- **Supplied text**:
“Music is a powerful connector and has the ability to bring people together in the here and now. It can enliven, stimulate and enable people living with dementia to express themselves creatively through musical engagement.” Music for dementia 2020
This post brings together a few of the more recent resources on this topic.
Living well with dementia through music (2020)
This just released book has been inspired by the Music for dementia 2020 campaign and guides the reader through accessible activities with singing, percussion, sounding bowls and other musical tools demonstrating how music may can be used from the early to late stages of dementia.
Music and dementia: from cognition to therapy (2019)
This book outlines the current research and understanding of the use of music for people with dementia, from internationally renowned experts in music therapy, music psychology and clinical neuropsychology.
Available from the library
Music and memory and improved swallowing in dementia (2020)
A report on research data about ways music might improve swallowing in individuals with advanced dementia.
Background: Dysphagia and difficulty with eating affects a significant portion of individuals with advanced dementia. Such problems with oral intake can have serious health consequences including mealtime distress, dehydration and malnutrition, aspiration, reduced quality of life, and
increased mortality risk.
Design: We present the first data indicating that “Music & Memory” interventions improve swallowing in individuals with advanced dementia, thereby making oral feeding easier and potentially diminishing reliance on PEG.
Cohen, D., Post, S. G., Lo, A., Lombardo, R., & Pfeffer, B. (2020). “Music & Memory” and improved swallowing in advanced dementia. Dementia, 19(2), 195–204. https://doi.org/10.1177/1471301218769778
The effect of music on wellbeing – case studies (2020)
Can personalised music lessen the sense of isolation sometimes felt in care homes and
improve wellbeing? Jill Conroy and Sue Faulkner decided to find out.
“…You’re never alone when you have music. It is a great comforter and companion, or, as the poet Robert Browning put it, “who hears music feels his solitude peopled at once”. We decided to test these claims at Fremantle Trust, a medium sized care provider in
Buckinghamshire, Bedfordshire and north London…”
In Journal of Dementia Care 28(1), 32-34
Further online information, resources and support that might be of interest can be found on this newly launched website including;
- What types of musical activity could I do?

- **Assigned task 1**: Give the title and year of every resource described in the post on music and dementia resources.
- **Assigned task 2**: Pick up the post on music and dementia resources after its final line and continue writing it.

- **Provided data**:

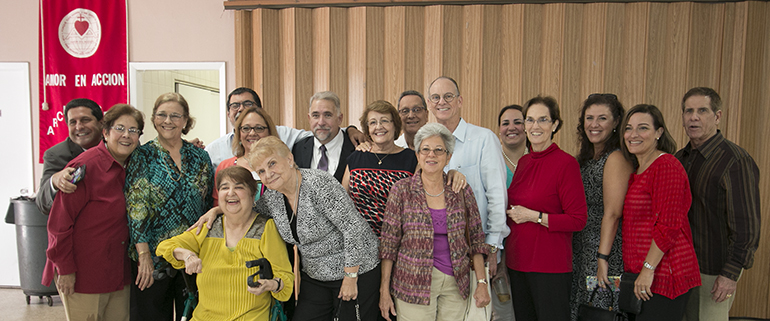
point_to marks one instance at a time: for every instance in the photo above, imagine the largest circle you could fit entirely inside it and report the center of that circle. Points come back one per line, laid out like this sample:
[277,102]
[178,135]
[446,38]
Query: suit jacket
[303,154]
[54,160]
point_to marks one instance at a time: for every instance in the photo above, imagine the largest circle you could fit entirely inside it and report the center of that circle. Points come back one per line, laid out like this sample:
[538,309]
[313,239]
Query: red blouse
[655,208]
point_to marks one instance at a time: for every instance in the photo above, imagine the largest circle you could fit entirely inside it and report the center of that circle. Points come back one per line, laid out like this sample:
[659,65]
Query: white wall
[158,31]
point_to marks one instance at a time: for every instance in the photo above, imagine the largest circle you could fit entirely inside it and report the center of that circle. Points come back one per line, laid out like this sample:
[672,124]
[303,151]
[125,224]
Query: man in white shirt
[478,156]
[329,147]
[240,99]
[414,114]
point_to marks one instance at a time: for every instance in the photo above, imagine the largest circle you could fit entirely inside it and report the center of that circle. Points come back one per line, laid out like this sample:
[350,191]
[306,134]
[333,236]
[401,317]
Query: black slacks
[541,296]
[318,299]
[660,308]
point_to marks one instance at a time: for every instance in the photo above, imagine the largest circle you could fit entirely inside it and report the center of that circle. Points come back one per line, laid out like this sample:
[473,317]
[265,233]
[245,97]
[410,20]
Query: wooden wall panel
[501,54]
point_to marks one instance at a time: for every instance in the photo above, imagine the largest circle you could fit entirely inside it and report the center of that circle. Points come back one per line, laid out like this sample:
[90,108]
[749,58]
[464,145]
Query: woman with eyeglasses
[605,175]
[169,185]
[546,205]
[431,237]
[87,229]
[252,125]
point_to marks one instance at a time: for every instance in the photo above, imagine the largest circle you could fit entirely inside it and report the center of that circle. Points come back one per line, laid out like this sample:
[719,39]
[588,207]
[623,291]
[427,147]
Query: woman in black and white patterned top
[338,248]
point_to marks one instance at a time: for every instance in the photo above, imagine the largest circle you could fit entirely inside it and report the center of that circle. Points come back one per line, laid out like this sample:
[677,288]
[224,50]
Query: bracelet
[280,282]
[649,266]
[605,257]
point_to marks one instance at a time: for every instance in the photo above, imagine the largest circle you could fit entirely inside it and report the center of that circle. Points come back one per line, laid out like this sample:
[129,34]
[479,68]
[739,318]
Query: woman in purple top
[430,237]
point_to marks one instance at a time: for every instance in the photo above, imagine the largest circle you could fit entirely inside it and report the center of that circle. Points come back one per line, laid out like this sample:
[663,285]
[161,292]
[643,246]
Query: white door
[16,171]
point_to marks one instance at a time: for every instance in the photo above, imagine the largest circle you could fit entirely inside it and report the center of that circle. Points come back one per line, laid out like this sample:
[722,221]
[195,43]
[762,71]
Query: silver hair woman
[432,279]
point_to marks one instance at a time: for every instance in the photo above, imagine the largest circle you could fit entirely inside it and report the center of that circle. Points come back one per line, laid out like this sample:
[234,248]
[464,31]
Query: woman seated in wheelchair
[219,255]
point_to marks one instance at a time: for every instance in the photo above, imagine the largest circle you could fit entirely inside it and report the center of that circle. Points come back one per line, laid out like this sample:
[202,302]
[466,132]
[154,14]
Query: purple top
[441,259]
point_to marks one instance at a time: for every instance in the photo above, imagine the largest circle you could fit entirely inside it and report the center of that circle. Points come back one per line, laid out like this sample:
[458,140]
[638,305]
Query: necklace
[431,195]
[296,201]
[509,160]
[181,172]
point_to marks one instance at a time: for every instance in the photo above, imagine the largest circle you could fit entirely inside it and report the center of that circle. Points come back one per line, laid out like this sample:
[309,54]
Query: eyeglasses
[425,151]
[136,132]
[383,122]
[175,117]
[608,96]
[416,110]
[256,129]
[448,97]
[244,104]
[542,121]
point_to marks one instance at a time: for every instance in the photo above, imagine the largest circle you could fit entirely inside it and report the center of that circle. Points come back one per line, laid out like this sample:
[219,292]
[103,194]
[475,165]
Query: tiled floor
[14,307]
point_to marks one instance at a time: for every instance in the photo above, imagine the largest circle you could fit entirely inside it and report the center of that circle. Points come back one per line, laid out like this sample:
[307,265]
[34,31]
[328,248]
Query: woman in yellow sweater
[219,255]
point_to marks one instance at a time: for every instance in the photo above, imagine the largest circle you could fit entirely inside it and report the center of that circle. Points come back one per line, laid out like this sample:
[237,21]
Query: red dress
[655,208]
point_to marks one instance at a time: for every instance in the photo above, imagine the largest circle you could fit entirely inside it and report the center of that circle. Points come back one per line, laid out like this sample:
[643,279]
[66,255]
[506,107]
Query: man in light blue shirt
[242,98]
[478,156]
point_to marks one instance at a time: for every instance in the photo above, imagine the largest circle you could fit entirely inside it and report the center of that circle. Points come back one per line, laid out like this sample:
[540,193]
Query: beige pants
[97,307]
[446,303]
[702,307]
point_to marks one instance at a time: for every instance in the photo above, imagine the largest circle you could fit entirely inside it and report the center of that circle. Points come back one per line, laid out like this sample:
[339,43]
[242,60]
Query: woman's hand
[264,286]
[456,180]
[349,289]
[144,278]
[193,264]
[66,284]
[601,273]
[643,283]
[206,219]
[520,214]
[386,304]
[364,146]
[481,295]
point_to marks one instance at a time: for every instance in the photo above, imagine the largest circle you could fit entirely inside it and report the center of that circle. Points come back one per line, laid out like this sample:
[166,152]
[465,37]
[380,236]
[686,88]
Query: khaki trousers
[446,303]
[702,307]
[97,307]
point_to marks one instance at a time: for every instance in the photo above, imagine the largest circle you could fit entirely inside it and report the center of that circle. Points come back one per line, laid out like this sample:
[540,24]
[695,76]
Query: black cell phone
[78,174]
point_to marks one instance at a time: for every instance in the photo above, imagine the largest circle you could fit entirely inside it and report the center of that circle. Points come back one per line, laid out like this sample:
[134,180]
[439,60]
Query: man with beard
[329,147]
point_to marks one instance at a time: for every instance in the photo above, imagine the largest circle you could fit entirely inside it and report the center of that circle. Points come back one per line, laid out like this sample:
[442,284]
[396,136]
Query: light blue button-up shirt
[222,147]
[479,157]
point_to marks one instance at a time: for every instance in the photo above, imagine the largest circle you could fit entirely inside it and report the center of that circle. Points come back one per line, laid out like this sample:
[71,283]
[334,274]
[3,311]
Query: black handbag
[588,312]
[628,301]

- **Your response 1**:
Living well with dementia through music (2020)
Music and dementia: from cognition to therapy (2019)
Music and memory and improved swallowing in dementia (2020)
The effect of music on wellbeing – case studies (2020)

- **Your response 2**:
- Advice for carers
- Advice for people living at home
- Advice for care home professionals
- Advice for musicians and music therapists
- Advice for music volunteers
…and a couple of favourites
Music remembers me : connection and wellbeing in dementia / Kirsty Beilharz (2017)
Music remembers me includes moving stories from music engagement along with practical advice and tips about introducing music into daily care. Author Kirsty Beilharz has woven together fascinating insights into music, our brains and dementia with practical advice on music engagement.
Glen Campbell…I’ll Be Me (2014)
In 2011, music legend Glen Campbell set out on an unprecedented tour across America. He thought it would last 5 weeks; instead it went for 151 spectacular sold out shows over a triumphant year and a half. What made this tour extraordinary was that Glen had recently been diagnosed with Alzheimer’s disease. He was told to hang up his guitar and prepare for the inevitable. Instead, Glen and his wife went public with his diagnosis and announced that he and his family would set out on a ‘Goodbye Tour.’ The film documents this extraordinary journey as he and his family attempt to navigate the wildly unpredictable nature of Glen’s progressing disease using love, laughter and music as their medicine of choice.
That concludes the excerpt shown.